> [RECORD EXTRACTS]:
★ ★ ★ ★
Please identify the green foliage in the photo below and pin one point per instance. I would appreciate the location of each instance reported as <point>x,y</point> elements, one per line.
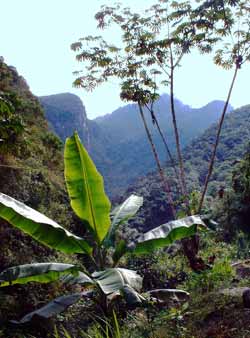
<point>85,188</point>
<point>11,124</point>
<point>88,200</point>
<point>221,274</point>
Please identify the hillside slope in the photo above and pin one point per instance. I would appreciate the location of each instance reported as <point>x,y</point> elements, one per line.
<point>30,170</point>
<point>234,143</point>
<point>117,142</point>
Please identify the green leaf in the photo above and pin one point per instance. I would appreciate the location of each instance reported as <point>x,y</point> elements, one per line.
<point>113,280</point>
<point>121,214</point>
<point>41,227</point>
<point>120,250</point>
<point>131,296</point>
<point>80,278</point>
<point>168,295</point>
<point>53,308</point>
<point>36,272</point>
<point>85,188</point>
<point>166,234</point>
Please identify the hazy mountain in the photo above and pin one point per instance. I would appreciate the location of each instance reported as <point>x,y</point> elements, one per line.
<point>117,141</point>
<point>234,143</point>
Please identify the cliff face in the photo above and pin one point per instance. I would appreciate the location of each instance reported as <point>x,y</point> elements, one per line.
<point>30,170</point>
<point>66,114</point>
<point>117,142</point>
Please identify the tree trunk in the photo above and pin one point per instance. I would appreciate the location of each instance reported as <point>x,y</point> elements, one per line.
<point>164,179</point>
<point>211,164</point>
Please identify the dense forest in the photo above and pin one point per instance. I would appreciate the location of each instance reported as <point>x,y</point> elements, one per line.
<point>137,223</point>
<point>117,141</point>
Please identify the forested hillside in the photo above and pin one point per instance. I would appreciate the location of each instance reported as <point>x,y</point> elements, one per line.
<point>135,224</point>
<point>31,170</point>
<point>233,146</point>
<point>117,142</point>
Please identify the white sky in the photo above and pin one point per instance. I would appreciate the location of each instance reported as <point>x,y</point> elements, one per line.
<point>35,37</point>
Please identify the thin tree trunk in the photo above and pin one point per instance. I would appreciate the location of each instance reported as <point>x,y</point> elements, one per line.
<point>160,170</point>
<point>211,164</point>
<point>172,161</point>
<point>176,133</point>
<point>190,245</point>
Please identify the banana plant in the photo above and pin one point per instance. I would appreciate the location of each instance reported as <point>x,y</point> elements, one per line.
<point>90,203</point>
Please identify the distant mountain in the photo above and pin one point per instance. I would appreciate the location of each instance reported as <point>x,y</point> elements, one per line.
<point>234,143</point>
<point>117,141</point>
<point>65,113</point>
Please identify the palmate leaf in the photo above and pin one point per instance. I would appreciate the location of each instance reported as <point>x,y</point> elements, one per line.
<point>85,188</point>
<point>53,308</point>
<point>40,227</point>
<point>166,234</point>
<point>37,272</point>
<point>121,214</point>
<point>113,280</point>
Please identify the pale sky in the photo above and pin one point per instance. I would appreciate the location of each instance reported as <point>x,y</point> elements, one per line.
<point>35,37</point>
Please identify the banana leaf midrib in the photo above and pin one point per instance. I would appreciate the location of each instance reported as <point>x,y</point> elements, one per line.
<point>87,188</point>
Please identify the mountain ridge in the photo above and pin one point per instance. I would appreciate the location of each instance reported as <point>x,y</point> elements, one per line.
<point>117,142</point>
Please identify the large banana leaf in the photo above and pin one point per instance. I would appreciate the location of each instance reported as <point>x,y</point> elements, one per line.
<point>36,272</point>
<point>85,188</point>
<point>53,308</point>
<point>121,214</point>
<point>41,227</point>
<point>113,280</point>
<point>166,234</point>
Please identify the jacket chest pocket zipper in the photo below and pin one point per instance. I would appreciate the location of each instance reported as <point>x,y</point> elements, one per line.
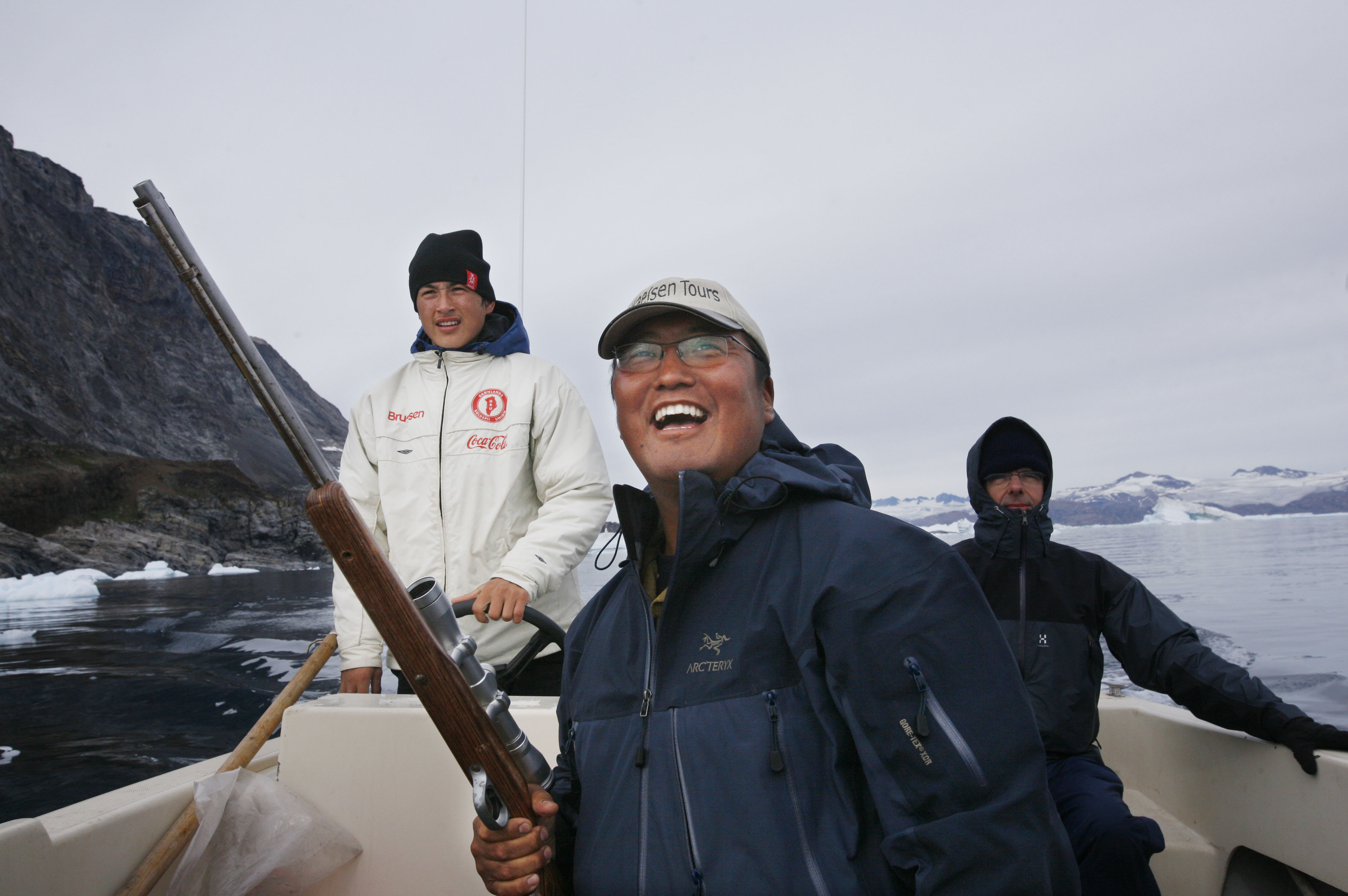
<point>777,764</point>
<point>928,703</point>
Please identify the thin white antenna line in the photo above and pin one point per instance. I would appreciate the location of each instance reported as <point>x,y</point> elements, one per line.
<point>523,150</point>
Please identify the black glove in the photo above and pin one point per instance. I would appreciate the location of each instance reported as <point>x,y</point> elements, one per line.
<point>1304,736</point>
★ ★ ★ ★
> [AIM OF THE EXERCISE]:
Could you output all of the records exactly, without their pictures?

> [RESPONSE TO THE EXERCISE]:
Please identify the green foliage in the photo below and pin one point per instance. I would appreciate the location of each instance reported as <point>x,y</point> elements, one per line.
<point>85,188</point>
<point>11,124</point>
<point>88,200</point>
<point>221,274</point>
Please identify the hillside slope in the photo above and pin one point per instance. I would appreciate the location of each instance reported as <point>x,y</point> elements, one per line.
<point>30,170</point>
<point>234,143</point>
<point>117,142</point>
Please identify the green leaf in the photo above and pin one point per instance. I would appreciate the location of each instance reported as <point>x,y</point> elements, one per line.
<point>113,280</point>
<point>121,214</point>
<point>41,227</point>
<point>120,250</point>
<point>131,296</point>
<point>80,278</point>
<point>168,295</point>
<point>53,308</point>
<point>36,272</point>
<point>85,188</point>
<point>166,234</point>
Please identify the hazy mountain in the photo above and pin one point per instance. I would appreciate the location of each instance reported as <point>x,y</point> elements, one per line.
<point>117,141</point>
<point>234,143</point>
Please identify the cliff face in the photo above and pin one point per instance. I would appreciate the location of each instance reported as <point>x,y</point> elements, one per line.
<point>30,170</point>
<point>66,114</point>
<point>117,142</point>
Please identify the tree trunk in the photo above and pin one point per instance. I would appreciate the location of each instance reported as <point>x,y</point> elements, one per line.
<point>164,179</point>
<point>211,164</point>
Please identify the dense forest in the photo above and pin one point per instance. I would appreciate the location of each instance reported as <point>x,y</point> elements, one per line.
<point>137,223</point>
<point>117,141</point>
Please identify the forested hillside in the photo above and pin one point per instance. I would appreciate the location of each instance reported as <point>x,y</point> elements, one per line.
<point>135,224</point>
<point>31,170</point>
<point>233,146</point>
<point>117,142</point>
Please identify the white sky in the photo above and pin one point per instance. I would appreciate the location of each instance reported as <point>x,y</point> elements, one per line.
<point>35,37</point>
Please identify the thin tree trunk in the photo above and pin one point per instance. I would appreciate the location of each instance reported as <point>x,y</point> elements, one per line.
<point>160,170</point>
<point>211,164</point>
<point>172,161</point>
<point>176,133</point>
<point>190,245</point>
Please identify the banana plant in the photo above and pin one point per instance. I would appreciate the location of each instance reported as <point>x,y</point> elements, one per line.
<point>90,203</point>
Please identify the distant mountain in the photo above and pin one point per instance. I would appreciate the location of each instance reported as <point>x,y</point> elements, one per line.
<point>234,143</point>
<point>117,141</point>
<point>65,113</point>
Please identify the palmate leaf in the photo above and pin one point per instance. I would appreciate the location of each instance reported as <point>x,y</point> elements, one per line.
<point>85,188</point>
<point>53,308</point>
<point>40,227</point>
<point>166,234</point>
<point>37,272</point>
<point>121,214</point>
<point>113,280</point>
Please identify the pale sky in the photo above and pin one point per instance. I would appreciate the location of each instance reported as <point>x,y</point> elements, one per line.
<point>35,37</point>
Please identify the banana leaf midrib in the photo above and pin one point per instance. I would appreciate the location of each instance reported as <point>x,y</point> elements, one per line.
<point>87,188</point>
Please identify the mountain ridge in the photo above and pin one point per instance. I would appreciate the location of each instance reported as <point>x,y</point> elements, one per line.
<point>117,142</point>
Please identify the large banana leaf in the photo above and pin one point per instance. I would appreciate the location of each instance reported as <point>x,y</point> elements, one per line.
<point>36,272</point>
<point>85,188</point>
<point>53,308</point>
<point>121,214</point>
<point>41,227</point>
<point>113,280</point>
<point>166,234</point>
Please identify the jacket chest pocket zipper in the photo below and pin one point per instance. I would appreciate the location of each instance reported as <point>x,y</point> elements, one per line.
<point>777,764</point>
<point>928,703</point>
Please identify the thin white antenna line in the photo above and pin one point per instance. I would appreciate the location of each instance reported as <point>x,y</point> elements, one per line.
<point>523,150</point>
Please identify the black glove in the photo above and pin one point per instance. I would appreciate the location of each instance reported as <point>x,y</point> elements, one per line.
<point>1304,736</point>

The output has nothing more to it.